Arrange every line of the data below as a numbered list, omitting blank lines.

● **RECORDS PROVIDED**
— START —

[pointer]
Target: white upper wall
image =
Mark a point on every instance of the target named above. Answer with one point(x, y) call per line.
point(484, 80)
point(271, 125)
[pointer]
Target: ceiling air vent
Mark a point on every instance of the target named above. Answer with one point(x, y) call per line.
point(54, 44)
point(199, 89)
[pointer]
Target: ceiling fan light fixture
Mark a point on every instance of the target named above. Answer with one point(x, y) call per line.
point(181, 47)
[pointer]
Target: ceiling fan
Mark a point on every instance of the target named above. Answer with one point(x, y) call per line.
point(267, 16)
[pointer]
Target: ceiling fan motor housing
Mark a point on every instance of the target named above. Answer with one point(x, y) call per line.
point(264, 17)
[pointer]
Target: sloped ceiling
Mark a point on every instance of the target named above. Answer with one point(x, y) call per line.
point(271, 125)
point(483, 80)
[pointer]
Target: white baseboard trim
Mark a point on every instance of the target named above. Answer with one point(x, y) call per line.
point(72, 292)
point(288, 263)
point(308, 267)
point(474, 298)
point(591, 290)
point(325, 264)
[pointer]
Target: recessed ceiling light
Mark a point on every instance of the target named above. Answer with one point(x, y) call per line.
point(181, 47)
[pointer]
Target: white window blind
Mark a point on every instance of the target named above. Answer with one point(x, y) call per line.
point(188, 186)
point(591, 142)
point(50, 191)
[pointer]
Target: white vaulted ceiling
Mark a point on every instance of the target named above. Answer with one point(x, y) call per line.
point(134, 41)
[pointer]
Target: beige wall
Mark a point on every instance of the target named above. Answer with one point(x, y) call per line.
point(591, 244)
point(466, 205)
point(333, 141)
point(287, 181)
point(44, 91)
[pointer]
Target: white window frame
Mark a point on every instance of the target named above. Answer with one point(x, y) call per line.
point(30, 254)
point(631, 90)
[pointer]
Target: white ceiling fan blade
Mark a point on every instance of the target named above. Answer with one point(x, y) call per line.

— END —

● **ANSWER**
1. [pointer]
2. Target: white upper wall
3. image =
4. Mark a point on every instance of the target named above. Answer with one point(x, y) call per line.
5. point(484, 80)
6. point(271, 125)
7. [pointer]
8. Target: ceiling air vent
9. Mark a point on every instance of the target named above. Answer with one point(x, y) call per line.
10. point(54, 44)
11. point(199, 89)
12. [pointer]
13. Target: ceiling fan light fixture
14. Mark a point on every instance of the target named above. Answer with one point(x, y) call per line.
15. point(181, 47)
16. [pointer]
17. Target: ceiling fan
18. Mark a point on every instance of the target named above. Answer with one point(x, y) call per line.
19. point(267, 16)
20. [pointer]
21. Target: ceiling fan motor housing
22. Mark a point on every instance of the target named above. Answer with one point(x, y) call per line.
23. point(264, 17)
24. [pointer]
25. Target: sloped ceiling
26. Mark a point on every instance of the target named above. Answer with one point(x, y) call per line.
27. point(271, 125)
28. point(483, 80)
29. [pointer]
30. Target: white baseboard trim
31. Mark a point on every instance of the target named above. Answer with one point(x, y) call per line.
32. point(72, 292)
33. point(288, 263)
34. point(308, 267)
35. point(474, 298)
36. point(591, 290)
37. point(325, 264)
38. [pointer]
39. Target: recessed ceiling light
40. Mark a point on every instance of the target named above. Answer with one point(x, y) call per line.
41. point(181, 47)
42. [pointer]
43. Target: white window blind
44. Mark a point on every instance of the target named above. Answer with one point(x, y) call per line.
45. point(188, 186)
46. point(591, 142)
47. point(50, 191)
48. [pointer]
49. Target: white vaulted ceiling
50. Mark a point on every instance of the target named above. Answer with one point(x, y) call per line.
51. point(134, 41)
52. [pointer]
53. Target: beige wall
54. Mark a point on every instance of the target named above. Answer with one point(x, y) call per line.
55. point(591, 244)
56. point(466, 205)
57. point(333, 141)
58. point(287, 181)
59. point(44, 91)
60. [pointer]
61. Target: white window frame
62. Mark a point on every instance of the target named above. Answer with one point(x, y) call per line.
63. point(30, 254)
64. point(631, 90)
65. [pointer]
66. Target: white ceiling fan blade
67. Mark a point on every instance of the target named above. Answer with one point(x, y) call per line.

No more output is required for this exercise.